- **Assignment**:
All lines from the one with "Mark every instance of sun" to the end of the listing below are to be transcribed exactly; both end lines are included, and no other lines are.

- **Provided records**:
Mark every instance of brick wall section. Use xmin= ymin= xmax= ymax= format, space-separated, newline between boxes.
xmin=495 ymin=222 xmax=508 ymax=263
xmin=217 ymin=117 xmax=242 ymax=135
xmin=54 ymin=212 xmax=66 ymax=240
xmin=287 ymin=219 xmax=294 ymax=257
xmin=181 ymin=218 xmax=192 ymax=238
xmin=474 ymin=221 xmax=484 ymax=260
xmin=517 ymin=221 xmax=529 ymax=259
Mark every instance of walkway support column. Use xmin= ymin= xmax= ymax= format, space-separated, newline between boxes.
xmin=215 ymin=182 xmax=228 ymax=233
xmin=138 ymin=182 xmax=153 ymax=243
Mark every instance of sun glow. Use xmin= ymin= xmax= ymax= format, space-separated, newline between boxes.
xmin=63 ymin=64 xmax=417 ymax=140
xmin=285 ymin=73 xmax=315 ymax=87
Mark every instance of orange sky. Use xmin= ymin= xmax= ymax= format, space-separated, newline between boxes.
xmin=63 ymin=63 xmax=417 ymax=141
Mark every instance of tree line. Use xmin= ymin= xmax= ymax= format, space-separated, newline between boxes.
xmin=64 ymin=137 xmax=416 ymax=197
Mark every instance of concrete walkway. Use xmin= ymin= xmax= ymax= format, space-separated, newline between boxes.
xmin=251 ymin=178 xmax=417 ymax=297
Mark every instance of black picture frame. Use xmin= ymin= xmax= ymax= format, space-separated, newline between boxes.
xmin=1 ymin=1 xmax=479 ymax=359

- **Solution to this task**:
Mark every instance of sun glow. Use xmin= ymin= xmax= ymax= format, space-separated, newline between boxes.
xmin=63 ymin=64 xmax=417 ymax=140
xmin=285 ymin=73 xmax=315 ymax=87
Mark every instance of orange sky. Use xmin= ymin= xmax= ymax= format, space-separated, newline between boxes.
xmin=63 ymin=63 xmax=417 ymax=141
Mark every instance of tree line. Use xmin= ymin= xmax= ymax= format, space-separated, newline between boxes.
xmin=64 ymin=137 xmax=416 ymax=197
Mark every instance of concrete walkway. Use xmin= ymin= xmax= ymax= format, space-separated, newline between boxes.
xmin=251 ymin=178 xmax=417 ymax=297
Mark every instance of black picture frame. Use xmin= ymin= xmax= ymax= format, space-separated, newline between boxes.
xmin=1 ymin=1 xmax=479 ymax=359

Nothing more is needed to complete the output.